[Text provided]:

BRIEF SUMMARYAccording to one aspect of the present disclosure, a device and technique for an impact switch is disclosed. The impact switch includes a first member having a reservoir for holding a conductive fluid and a second member having a first conductive portion disconnected from a second conductive portion. The second member is coupled to the first member over the reservoir. Responsive to receiving a predetermined level of impact, the conductive fluid moves from the reservoir to an interface between the first and second members to conductively connect the first conductive portion with the second conductive portion.
According to another embodiment of the present disclosure, an impact switch includes an insert having a reservoir for holding a conductive fluid, the reservoir sized to retain the conductive fluid in the reservoir until a predetermined level of impact is received by the impact switch. The impact switch also includes an electronic assembly disposed over an opening of the reservoir, the electronic assembly having a first conductive portion extending over a first portion of a periphery of the opening and a second conductive portion extending over a second portion of the periphery of the opening, the first and second conductive portions disconnected from each other in a non-activated state of the impact switch. Responsive to receiving the predetermined level of impact, the conductive fluid moves from the reservoir to an interface between the insert and the electronic assembly and migrates along the periphery to conductively connect the first conductive portion with the second conductive portion in an activated state.

[Items]:
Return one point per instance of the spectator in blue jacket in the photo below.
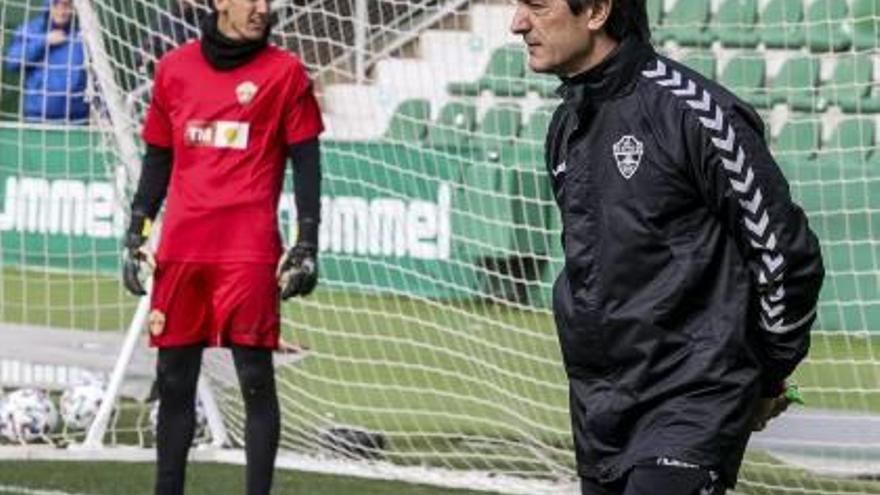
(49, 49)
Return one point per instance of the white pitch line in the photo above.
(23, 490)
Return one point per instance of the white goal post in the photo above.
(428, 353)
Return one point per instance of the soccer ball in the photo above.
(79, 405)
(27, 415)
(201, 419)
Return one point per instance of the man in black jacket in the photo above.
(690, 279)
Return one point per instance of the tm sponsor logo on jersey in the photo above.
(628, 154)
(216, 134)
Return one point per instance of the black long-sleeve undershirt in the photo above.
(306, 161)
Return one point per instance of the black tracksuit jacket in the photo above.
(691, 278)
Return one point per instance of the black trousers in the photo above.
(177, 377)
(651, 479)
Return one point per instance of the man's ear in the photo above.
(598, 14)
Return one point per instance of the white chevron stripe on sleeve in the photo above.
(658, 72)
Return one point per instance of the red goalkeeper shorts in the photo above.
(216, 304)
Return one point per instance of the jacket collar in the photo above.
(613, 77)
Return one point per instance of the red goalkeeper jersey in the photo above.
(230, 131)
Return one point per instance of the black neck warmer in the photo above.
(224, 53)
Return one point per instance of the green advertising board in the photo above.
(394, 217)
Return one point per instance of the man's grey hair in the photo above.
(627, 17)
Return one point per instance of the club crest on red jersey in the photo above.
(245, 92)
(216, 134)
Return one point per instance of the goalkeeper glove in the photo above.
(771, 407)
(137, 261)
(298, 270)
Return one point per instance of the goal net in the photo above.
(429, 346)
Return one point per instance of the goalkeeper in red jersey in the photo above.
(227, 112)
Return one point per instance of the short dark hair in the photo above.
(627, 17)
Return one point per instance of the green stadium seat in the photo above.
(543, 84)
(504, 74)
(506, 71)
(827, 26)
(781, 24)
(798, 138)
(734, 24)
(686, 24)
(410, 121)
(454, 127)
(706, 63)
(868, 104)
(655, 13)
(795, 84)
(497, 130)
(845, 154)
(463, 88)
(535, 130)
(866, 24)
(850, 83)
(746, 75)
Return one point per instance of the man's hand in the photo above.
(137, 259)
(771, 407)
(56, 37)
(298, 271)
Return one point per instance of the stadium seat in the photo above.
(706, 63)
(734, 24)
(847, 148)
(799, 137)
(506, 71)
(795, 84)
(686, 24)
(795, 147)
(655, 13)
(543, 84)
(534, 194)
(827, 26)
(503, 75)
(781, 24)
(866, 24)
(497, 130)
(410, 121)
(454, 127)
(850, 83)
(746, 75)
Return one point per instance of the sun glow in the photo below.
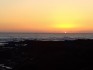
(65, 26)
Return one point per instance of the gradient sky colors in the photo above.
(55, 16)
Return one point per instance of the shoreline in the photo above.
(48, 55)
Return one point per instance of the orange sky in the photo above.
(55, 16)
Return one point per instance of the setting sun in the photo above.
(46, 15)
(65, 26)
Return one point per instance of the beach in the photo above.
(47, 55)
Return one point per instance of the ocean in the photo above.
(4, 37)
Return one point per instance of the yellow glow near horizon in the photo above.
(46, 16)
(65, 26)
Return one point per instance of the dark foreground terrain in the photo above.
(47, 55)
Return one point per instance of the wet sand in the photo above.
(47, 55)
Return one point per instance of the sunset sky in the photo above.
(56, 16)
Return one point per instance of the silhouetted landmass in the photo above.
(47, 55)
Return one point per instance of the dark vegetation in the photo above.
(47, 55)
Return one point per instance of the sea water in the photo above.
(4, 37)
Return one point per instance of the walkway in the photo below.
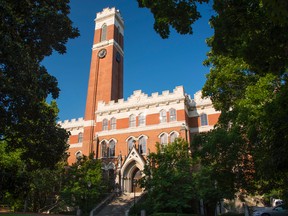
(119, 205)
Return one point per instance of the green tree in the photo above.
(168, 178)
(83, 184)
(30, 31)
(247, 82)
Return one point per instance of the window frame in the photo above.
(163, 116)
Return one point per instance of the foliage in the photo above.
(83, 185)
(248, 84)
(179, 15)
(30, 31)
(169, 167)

[Problems to work on]:
a. Summarize the impact switch summary in two sentences.
b. Write out the stretch of the impact switch summary from "BRIEF SUMMARYAccording to" through "the second conductive portion.".

[Solved problems]:
a. An impact switch has a first member, or insert, with a reservoir that holds a conductive fluid. A second member, or electronic assembly, sits over the reservoir and has two conductive portions that are disconnected until a predetermined level of impact moves the fluid to the interface between the two parts, where it connects them.

b.
BRIEF SUMMARYAccording to one aspect of the present disclosure, a device and technique for an impact switch is disclosed. The impact switch includes a first member having a reservoir for holding a conductive fluid and a second member having a first conductive portion disconnected from a second conductive portion. The second member is coupled to the first member over the reservoir. Responsive to receiving a predetermined level of impact, the conductive fluid moves from the reservoir to an interface between the first and second members to conductively connect the first conductive portion with the second conductive portion.